PROBLEM TO WORK ON: Would you please write out the records below exactly as they appear?

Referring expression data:
----

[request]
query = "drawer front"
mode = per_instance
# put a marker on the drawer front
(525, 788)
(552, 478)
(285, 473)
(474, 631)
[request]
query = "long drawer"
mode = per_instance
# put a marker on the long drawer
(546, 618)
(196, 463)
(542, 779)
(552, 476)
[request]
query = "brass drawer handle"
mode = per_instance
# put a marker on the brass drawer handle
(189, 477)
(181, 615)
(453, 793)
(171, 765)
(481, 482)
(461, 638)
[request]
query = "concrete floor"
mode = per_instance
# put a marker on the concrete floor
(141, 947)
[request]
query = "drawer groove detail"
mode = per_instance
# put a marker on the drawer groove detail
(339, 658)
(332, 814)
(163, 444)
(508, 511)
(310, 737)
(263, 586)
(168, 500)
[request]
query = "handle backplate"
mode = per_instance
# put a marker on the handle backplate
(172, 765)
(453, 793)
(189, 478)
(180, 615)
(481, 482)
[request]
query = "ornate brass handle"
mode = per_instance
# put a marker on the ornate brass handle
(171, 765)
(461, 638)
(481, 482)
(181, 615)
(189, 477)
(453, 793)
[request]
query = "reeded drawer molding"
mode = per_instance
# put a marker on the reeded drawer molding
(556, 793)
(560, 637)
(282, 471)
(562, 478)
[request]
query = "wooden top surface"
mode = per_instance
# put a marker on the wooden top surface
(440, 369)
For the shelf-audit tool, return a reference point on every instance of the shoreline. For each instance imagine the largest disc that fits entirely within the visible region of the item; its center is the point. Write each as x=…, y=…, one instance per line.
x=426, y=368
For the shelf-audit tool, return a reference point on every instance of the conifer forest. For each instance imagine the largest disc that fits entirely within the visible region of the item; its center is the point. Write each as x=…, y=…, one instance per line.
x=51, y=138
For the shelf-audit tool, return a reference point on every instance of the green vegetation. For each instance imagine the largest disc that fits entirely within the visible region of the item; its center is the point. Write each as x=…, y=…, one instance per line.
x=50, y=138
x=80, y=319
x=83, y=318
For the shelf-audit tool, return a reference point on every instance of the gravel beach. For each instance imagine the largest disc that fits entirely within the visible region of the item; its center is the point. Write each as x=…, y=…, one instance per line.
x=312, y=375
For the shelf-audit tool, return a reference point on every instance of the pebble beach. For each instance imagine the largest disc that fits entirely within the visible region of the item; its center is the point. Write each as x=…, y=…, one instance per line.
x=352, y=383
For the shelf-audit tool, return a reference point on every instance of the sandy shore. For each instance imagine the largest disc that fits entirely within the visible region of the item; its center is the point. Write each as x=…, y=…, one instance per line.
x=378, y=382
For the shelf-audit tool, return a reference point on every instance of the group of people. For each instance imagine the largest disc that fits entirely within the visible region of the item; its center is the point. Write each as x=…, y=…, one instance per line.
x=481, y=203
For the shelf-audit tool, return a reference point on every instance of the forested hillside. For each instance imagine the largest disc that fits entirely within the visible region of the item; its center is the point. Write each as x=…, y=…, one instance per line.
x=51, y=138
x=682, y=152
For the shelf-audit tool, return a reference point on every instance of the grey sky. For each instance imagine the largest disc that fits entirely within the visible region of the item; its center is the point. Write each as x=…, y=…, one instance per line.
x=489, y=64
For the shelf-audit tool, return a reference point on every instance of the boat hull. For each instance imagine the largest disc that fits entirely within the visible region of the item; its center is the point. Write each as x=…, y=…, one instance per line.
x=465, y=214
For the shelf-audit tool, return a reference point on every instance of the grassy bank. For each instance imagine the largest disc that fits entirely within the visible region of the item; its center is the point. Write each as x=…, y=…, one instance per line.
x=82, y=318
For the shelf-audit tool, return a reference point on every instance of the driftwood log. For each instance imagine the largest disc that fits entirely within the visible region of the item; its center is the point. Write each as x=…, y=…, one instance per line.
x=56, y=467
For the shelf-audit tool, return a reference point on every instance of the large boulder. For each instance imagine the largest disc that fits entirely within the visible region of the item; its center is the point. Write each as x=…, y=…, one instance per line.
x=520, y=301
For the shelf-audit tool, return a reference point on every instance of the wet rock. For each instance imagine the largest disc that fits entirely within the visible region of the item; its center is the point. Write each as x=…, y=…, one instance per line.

----

RESPONSE FOR THIS EXERCISE:
[request]
query = "drawer front"
mode = per_instance
# put a marker on the drawer front
(525, 788)
(552, 478)
(285, 473)
(474, 631)
[request]
query = "long drawer"
mode = per_instance
# put a marker on the long drawer
(546, 618)
(196, 463)
(542, 779)
(552, 476)
[request]
query = "brass drawer handle"
mode = per_instance
# put a marker on the brass drawer handle
(189, 477)
(181, 615)
(453, 793)
(171, 765)
(481, 482)
(461, 638)
[request]
query = "concrete floor"
mode = per_instance
# put a marker on the concrete floor
(141, 947)
[request]
query = "drawer groove detail"
mode = per_instance
# put a marker on the drawer groove detail
(339, 658)
(332, 814)
(163, 444)
(508, 511)
(310, 737)
(263, 586)
(168, 500)
[request]
query = "handle backplate"
mode = per_instance
# put a marker on the handle backplate
(172, 765)
(453, 793)
(189, 478)
(180, 615)
(481, 482)
[request]
query = "ornate brass handle"
mode = per_instance
# put a marker on the ornate brass handle
(171, 765)
(461, 638)
(481, 482)
(181, 615)
(189, 477)
(453, 793)
[request]
query = "reeded drawer molding"
mode = per_instance
# put a marker on the reeded drawer molding
(556, 793)
(560, 637)
(282, 471)
(562, 478)
[request]
query = "wooden top surface"
mode = per_instance
# put a marker on the wooden top surface
(440, 369)
For the shelf-audit tool, return a reference point on every instance of the shoreline. For each instance imagine the largest disc that fits entirely within the visible region of the item; its center is the point. Write each as x=…, y=…, one instance per line.
x=426, y=368
For the shelf-audit tool, return a reference point on every instance of the conifer forest. For each instance imagine the largest disc that fits entirely within the visible region of the item; its center is the point. Write each as x=…, y=…, one instance per line.
x=51, y=138
For the shelf-audit tool, return a reference point on every instance of the green vegetation. For each instance imagine the largest disc that fits entirely within the visible region of the item; its center is the point. Write each as x=…, y=…, one instance per line.
x=50, y=138
x=80, y=319
x=83, y=318
For the shelf-audit tool, return a reference point on every instance of the gravel beach. For each instance imagine the largest disc that fits entirely within the visible region of the item; its center is the point. Write each as x=…, y=…, one instance per line.
x=312, y=375
For the shelf-audit tool, return a reference point on every instance of the pebble beach. For each instance imagine the largest disc that fits entirely within the visible region of the item; its center is the point. Write each as x=…, y=…, one instance per line.
x=352, y=383
For the shelf-audit tool, return a reference point on every instance of the sandy shore. For each instance imagine the largest disc that fits entirely within the visible region of the item; its center is the point. Write each as x=…, y=…, one instance per line.
x=378, y=382
For the shelf-audit tool, return a reference point on every instance of the group of people. For each instance imagine the largest disc that fits entirely within the visible region of the item; its center is the point. Write each as x=…, y=…, one instance per line.
x=481, y=203
For the shelf-audit tool, return a reference point on every instance of the forested hillside. For each instance imagine the largest disc that fits entirely within the visible region of the item; its center is the point. Write each as x=…, y=…, one instance per line.
x=51, y=138
x=682, y=152
For the shelf-audit tool, return a reference point on every instance of the grey sky. For each instance imagine the largest disc that fits entirely within the visible region of the item; its center is the point. Write each as x=…, y=…, one instance per line.
x=489, y=64
For the shelf-audit tool, return a reference point on every instance of the boat hull. For each instance imagine the largest disc that fits entirely within the visible region of the item; its center is the point. Write each as x=…, y=…, one instance per line.
x=465, y=214
For the shelf-audit tool, return a reference point on every instance of the grassy bank. For each instance imagine the largest disc that fits entirely within the visible region of the item; its center is the point. Write each as x=…, y=…, one instance per line.
x=82, y=318
For the shelf-audit tool, return a reference point on every instance of the driftwood log. For each instance imagine the largest disc that fits entirely within the visible region of the item; its center is the point. Write each as x=…, y=…, one instance per line.
x=56, y=467
For the shelf-audit tool, return a reference point on every instance of the large boulder. For each instance imagine the largest disc that fits entirely within the visible region of the item; its center is the point. Write each as x=…, y=…, one instance per line.
x=520, y=301
For the shelf-audit tool, return a reference point on every instance of the wet rock. For each instance imagine the largest disc that fits entirely within the visible region of the item; its center is the point. Write each as x=…, y=…, one instance per line.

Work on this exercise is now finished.